YOUR ASSIGNMENT
Write the line that contains "If you could segment every instance of the <item>power" and each one after it, word for word, ending with the final line of the data.

Records drawn from a dataset
Start of Block
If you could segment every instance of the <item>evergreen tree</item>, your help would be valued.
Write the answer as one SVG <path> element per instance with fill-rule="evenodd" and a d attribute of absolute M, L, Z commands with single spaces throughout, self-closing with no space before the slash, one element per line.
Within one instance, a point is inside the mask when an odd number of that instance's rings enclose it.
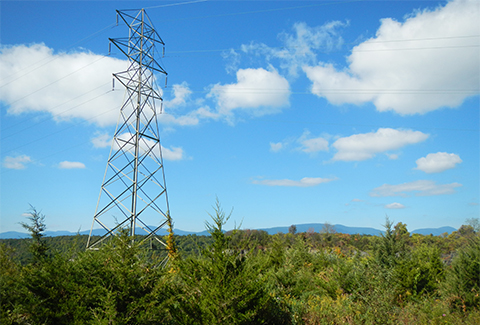
<path fill-rule="evenodd" d="M 37 211 L 33 206 L 30 206 L 29 216 L 27 217 L 30 223 L 20 223 L 32 237 L 30 244 L 30 252 L 33 254 L 35 262 L 40 262 L 47 256 L 48 246 L 44 240 L 44 232 L 47 229 L 45 224 L 45 215 Z"/>
<path fill-rule="evenodd" d="M 264 289 L 262 265 L 232 249 L 216 202 L 206 222 L 213 243 L 202 257 L 177 261 L 177 299 L 168 308 L 179 324 L 282 324 L 285 317 Z"/>
<path fill-rule="evenodd" d="M 480 236 L 471 238 L 453 259 L 444 287 L 453 308 L 480 311 Z"/>

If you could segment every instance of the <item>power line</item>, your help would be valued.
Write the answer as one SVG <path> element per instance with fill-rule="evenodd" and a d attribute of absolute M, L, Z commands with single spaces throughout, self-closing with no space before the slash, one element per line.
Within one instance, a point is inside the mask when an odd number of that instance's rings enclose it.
End of Block
TASK OUTPUT
If you could segment every instance of the <item>power line</item>, your help would be valued.
Write the answer as one SVG <path> element per instance with fill-rule="evenodd" and a d attribute of absolute M, L, Z commands with single spaces throughout, self-closing with no space before the slash, one element per line.
Within one instance, a point is inside the mask when an odd number of that instance's rings enclose it.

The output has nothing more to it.